**Goal of the exercise:** Apart from the pictures, every entry should be reproduced exactly.

= = = = = = =

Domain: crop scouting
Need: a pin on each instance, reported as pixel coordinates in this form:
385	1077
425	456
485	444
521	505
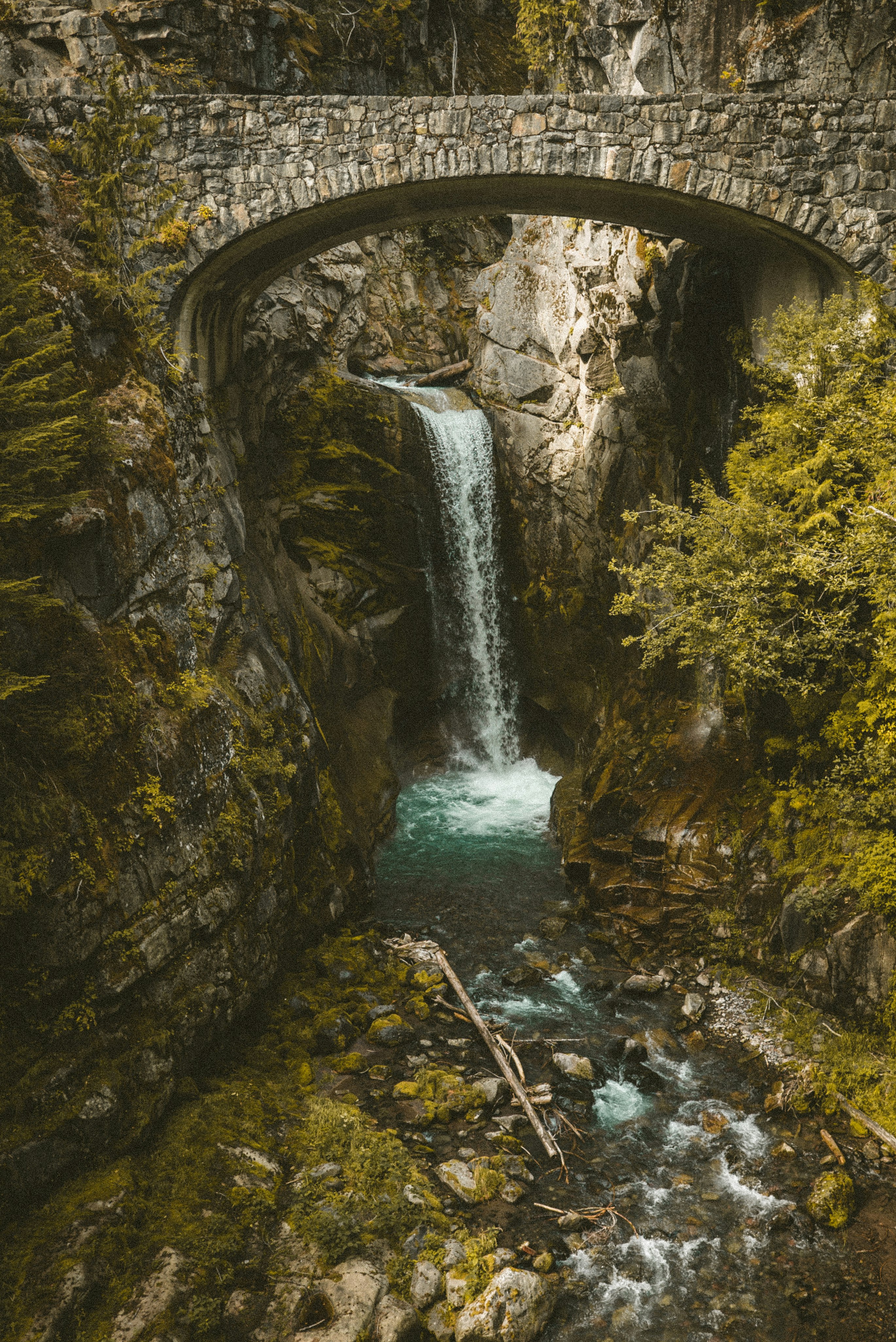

= = = = = = =

**Answer space:**
Domain: crop scouting
Need: a pin on each instance, reported as pixel coordinates in this form:
385	1077
425	456
485	444
521	505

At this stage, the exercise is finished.